Print each line exactly as it is given.

◆ ◆ ◆

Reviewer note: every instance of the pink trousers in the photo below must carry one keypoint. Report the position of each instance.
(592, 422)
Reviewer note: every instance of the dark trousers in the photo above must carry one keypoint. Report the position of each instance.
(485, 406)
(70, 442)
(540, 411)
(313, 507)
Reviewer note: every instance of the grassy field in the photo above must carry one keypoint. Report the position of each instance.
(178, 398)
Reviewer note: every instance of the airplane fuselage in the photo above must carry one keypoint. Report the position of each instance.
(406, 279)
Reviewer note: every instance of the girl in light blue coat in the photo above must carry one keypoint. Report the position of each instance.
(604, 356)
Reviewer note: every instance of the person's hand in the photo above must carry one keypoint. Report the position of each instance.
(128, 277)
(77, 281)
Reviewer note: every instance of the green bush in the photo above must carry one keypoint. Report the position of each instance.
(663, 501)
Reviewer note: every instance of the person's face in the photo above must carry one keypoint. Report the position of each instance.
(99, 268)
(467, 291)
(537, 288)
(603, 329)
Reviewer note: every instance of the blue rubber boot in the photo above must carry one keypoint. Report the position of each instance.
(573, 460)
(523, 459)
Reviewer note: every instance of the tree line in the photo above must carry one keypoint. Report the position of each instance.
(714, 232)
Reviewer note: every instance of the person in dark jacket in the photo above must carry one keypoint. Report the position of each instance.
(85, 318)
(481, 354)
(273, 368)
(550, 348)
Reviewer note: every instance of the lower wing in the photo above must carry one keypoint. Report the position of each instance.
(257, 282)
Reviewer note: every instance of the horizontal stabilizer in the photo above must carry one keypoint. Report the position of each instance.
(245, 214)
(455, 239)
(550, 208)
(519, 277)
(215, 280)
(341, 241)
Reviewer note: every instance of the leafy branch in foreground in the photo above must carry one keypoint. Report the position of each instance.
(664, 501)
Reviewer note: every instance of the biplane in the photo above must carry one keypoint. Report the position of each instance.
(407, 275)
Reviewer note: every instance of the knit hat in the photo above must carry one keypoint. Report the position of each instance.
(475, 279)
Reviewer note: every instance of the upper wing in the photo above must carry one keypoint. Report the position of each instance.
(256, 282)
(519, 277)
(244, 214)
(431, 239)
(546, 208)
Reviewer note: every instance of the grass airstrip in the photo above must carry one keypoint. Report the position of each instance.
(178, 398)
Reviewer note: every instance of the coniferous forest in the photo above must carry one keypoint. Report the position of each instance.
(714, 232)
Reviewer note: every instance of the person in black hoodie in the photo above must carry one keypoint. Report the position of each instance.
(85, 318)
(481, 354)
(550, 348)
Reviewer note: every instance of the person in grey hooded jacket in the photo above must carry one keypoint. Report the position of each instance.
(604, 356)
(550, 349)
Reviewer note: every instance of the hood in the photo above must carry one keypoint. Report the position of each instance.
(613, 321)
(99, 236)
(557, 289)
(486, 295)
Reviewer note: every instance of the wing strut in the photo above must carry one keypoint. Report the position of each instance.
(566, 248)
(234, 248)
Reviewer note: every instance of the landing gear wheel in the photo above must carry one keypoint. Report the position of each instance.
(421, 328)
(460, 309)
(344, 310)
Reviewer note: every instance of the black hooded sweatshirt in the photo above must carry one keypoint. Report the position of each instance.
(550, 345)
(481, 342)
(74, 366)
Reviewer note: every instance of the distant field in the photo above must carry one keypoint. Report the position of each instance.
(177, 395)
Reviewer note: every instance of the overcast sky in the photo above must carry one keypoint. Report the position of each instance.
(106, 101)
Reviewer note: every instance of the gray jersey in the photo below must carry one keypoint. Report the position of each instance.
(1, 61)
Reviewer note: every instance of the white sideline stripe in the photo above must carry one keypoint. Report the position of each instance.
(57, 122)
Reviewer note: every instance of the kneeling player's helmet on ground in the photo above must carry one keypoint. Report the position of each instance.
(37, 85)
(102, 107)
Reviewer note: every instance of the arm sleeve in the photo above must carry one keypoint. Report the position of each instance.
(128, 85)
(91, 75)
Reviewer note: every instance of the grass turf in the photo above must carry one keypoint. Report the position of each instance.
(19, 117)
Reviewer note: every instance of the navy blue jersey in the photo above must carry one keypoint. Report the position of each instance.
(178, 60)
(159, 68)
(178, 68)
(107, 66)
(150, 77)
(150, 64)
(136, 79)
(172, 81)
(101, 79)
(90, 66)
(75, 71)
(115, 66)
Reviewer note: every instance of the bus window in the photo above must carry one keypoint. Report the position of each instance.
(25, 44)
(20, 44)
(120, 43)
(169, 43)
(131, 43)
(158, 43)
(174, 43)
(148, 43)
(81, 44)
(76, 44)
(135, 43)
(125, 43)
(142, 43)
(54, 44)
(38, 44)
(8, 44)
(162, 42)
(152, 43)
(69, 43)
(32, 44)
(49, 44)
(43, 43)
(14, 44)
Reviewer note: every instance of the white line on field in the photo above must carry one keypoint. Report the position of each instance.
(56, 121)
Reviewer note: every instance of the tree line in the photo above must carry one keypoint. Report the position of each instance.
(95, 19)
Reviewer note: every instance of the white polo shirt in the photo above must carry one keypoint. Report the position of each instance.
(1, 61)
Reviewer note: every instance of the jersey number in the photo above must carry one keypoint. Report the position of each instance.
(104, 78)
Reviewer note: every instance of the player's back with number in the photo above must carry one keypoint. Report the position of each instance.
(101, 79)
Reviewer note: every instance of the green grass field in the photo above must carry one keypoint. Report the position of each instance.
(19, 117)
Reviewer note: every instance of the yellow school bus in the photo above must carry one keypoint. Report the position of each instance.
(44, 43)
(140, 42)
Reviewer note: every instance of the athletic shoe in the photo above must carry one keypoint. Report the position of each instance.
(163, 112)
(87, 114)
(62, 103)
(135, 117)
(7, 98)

◆ ◆ ◆

- _SOLUTION BELOW_:
Reviewer note: every instance of the pink trousers in the photo below must carry one keypoint. Report the position of each instance.
(592, 422)
Reviewer note: every instance of the dark trousers in the photo above must carry one keypoint. Report the position of each instance.
(485, 406)
(70, 442)
(540, 411)
(313, 507)
Reviewer note: every instance of the grassy field in the photo above must carry one keypoint. Report the position of each instance.
(178, 398)
Reviewer note: every instance of the airplane fuselage in the photo above must carry one keypoint. Report the position of each instance.
(406, 279)
Reviewer note: every instance of the girl in light blue coat in the photo above must carry one keypoint. Report the position of each instance.
(604, 356)
Reviewer note: every instance of the person's hand in the photo above must carry one keypoint. Report the position of each instance.
(128, 277)
(77, 281)
Reviewer note: every instance of the green bush in the photo above must carry one keypoint. Report the position of each instance.
(663, 501)
Reviewer note: every instance of the person's face in the photo above must carry one keypoint. Report the position of each instance.
(99, 268)
(467, 291)
(537, 288)
(603, 329)
Reviewer note: every instance of the blue rubber boot in the photo above must carry one keypoint. Report the position of each instance.
(573, 460)
(523, 459)
Reviewer note: every instance of the tree line in the photo above must carry one keypoint. Report the position of each instance.
(714, 232)
Reviewer note: every instance of the person in dark jacket in the photo above must carry one keypoint. Report the position of each instance.
(85, 318)
(481, 354)
(273, 368)
(550, 348)
Reviewer note: every instance of the lower wing in the photo above must carry one keypoint. Report the position of each instance.
(257, 282)
Reviewer note: every instance of the horizontal stabilizer in the photo above must carry one keypoint. Report the position of each instance.
(245, 214)
(455, 239)
(550, 208)
(519, 277)
(215, 280)
(341, 241)
Reviewer note: every instance of the leafy branch in foreground in the photo above must carry one keypoint. Report the position of each instance.
(664, 501)
Reviewer note: every instance of the biplane in the photo above must carry one keypoint. Report the position of each instance.
(407, 275)
Reviewer note: every instance of the knit hat in the photo above must carry one keypoint. Report the position of each instance.
(475, 279)
Reviewer note: every instance of the upper wing in the photo above must carry one keypoint. Report the position of each instance.
(256, 282)
(519, 277)
(244, 214)
(431, 239)
(546, 208)
Reviewer note: every instance of the grass airstrip in the photo above must carry one keypoint. Report the position of each instance.
(178, 398)
Reviewer note: every instance of the coniferous forest in the photo above must carry one keypoint. Report the position of each instance.
(714, 232)
Reviewer note: every instance of the person in black hoodie in the photo above must carry one keypoint. Report the position of each instance.
(85, 318)
(481, 354)
(550, 348)
Reviewer note: every instance of the person in grey hooded jacket in the photo above must carry one keypoint. Report the position of each instance.
(604, 356)
(550, 349)
Reviewer note: every instance of the hood in the photo above must carry one keypoint. Report the position of each instance.
(613, 321)
(99, 236)
(557, 289)
(486, 295)
Reviewer note: every instance of the wing strut in the photo above must carry one keypoint. Report the position of each instance.
(566, 248)
(234, 248)
Reviewer note: every instance of the landing gear wheel in the photo above must carry one keypoint. Report the position of each instance.
(421, 328)
(460, 309)
(344, 310)
Reviewer note: every instance of the black hooded sweatshirt in the photo above must carry one keypoint. Report the position of each instance.
(550, 345)
(481, 342)
(74, 366)
Reviewer note: every instance of the distant field in the photo above must carry one keypoint. Report the position of each instance.
(177, 395)
Reviewer note: every instance of the overcast sky in the photo above must carry one keypoint. Report the position of each instance.
(106, 101)
Reviewer note: every instance of the gray jersey in the photo below must carry one keypoint. Report the position of each instance.
(1, 61)
Reviewer note: every instance of the white sideline stripe in the photo above must carry one keypoint. Report the position of each instance.
(57, 122)
Reviewer note: every instance of the kneeling player's helmet on ground in the photo above must carry one keypoint. Report the position of each instance.
(37, 85)
(102, 107)
Reviewer note: every instance of the arm sleeve in the photo above must carry one keypoint. Report the position of each instance.
(128, 85)
(91, 75)
Reviewer note: every instance of the grass turf in the photo above must carry one keypoint. Report the position of each instance.
(19, 117)
Reviewer note: every instance of the navy blue jersey in the photo above must carry one keypoint. Report the position of each instance.
(178, 60)
(159, 68)
(178, 68)
(107, 66)
(150, 77)
(150, 64)
(136, 79)
(172, 81)
(101, 79)
(90, 66)
(75, 71)
(115, 66)
Reviewer note: every instance of the bus window in the photo above must carry one keypoint. Report the position of each instance.
(25, 44)
(20, 44)
(120, 43)
(169, 43)
(131, 43)
(158, 43)
(174, 43)
(148, 43)
(81, 44)
(76, 44)
(135, 43)
(125, 43)
(142, 43)
(54, 44)
(38, 44)
(8, 44)
(162, 42)
(152, 43)
(69, 43)
(32, 44)
(49, 44)
(43, 43)
(14, 44)
Reviewer note: every instance of the white line on field in the photo above must carry one keypoint. Report the position of each instance.
(56, 121)
Reviewer note: every instance of the tree line in the photo above must carry one keypoint. Report the position of each instance.
(95, 19)
Reviewer note: every instance of the white polo shirt in the photo above must carry one keypoint. Report the position of each instance.
(1, 61)
Reviewer note: every instance of the jersey number in the photo above must carry one keypoint. Report the position of each instance.
(104, 78)
Reviewer note: every instance of the player's back with number in the photo above must carry one keypoint. Report the position of each instance.
(101, 79)
Reviewer note: every instance of the green grass field in the photo above must carry one keypoint. Report the position of each instance.
(19, 117)
Reviewer note: every instance of the yellow school bus in the photo above must carry one keypoint. Report the position of each instance.
(44, 43)
(140, 42)
Reviewer note: every instance of the athletic shoe in the photo above must carry one keypoint. Report the position of each instance.
(163, 112)
(87, 114)
(62, 103)
(135, 117)
(7, 98)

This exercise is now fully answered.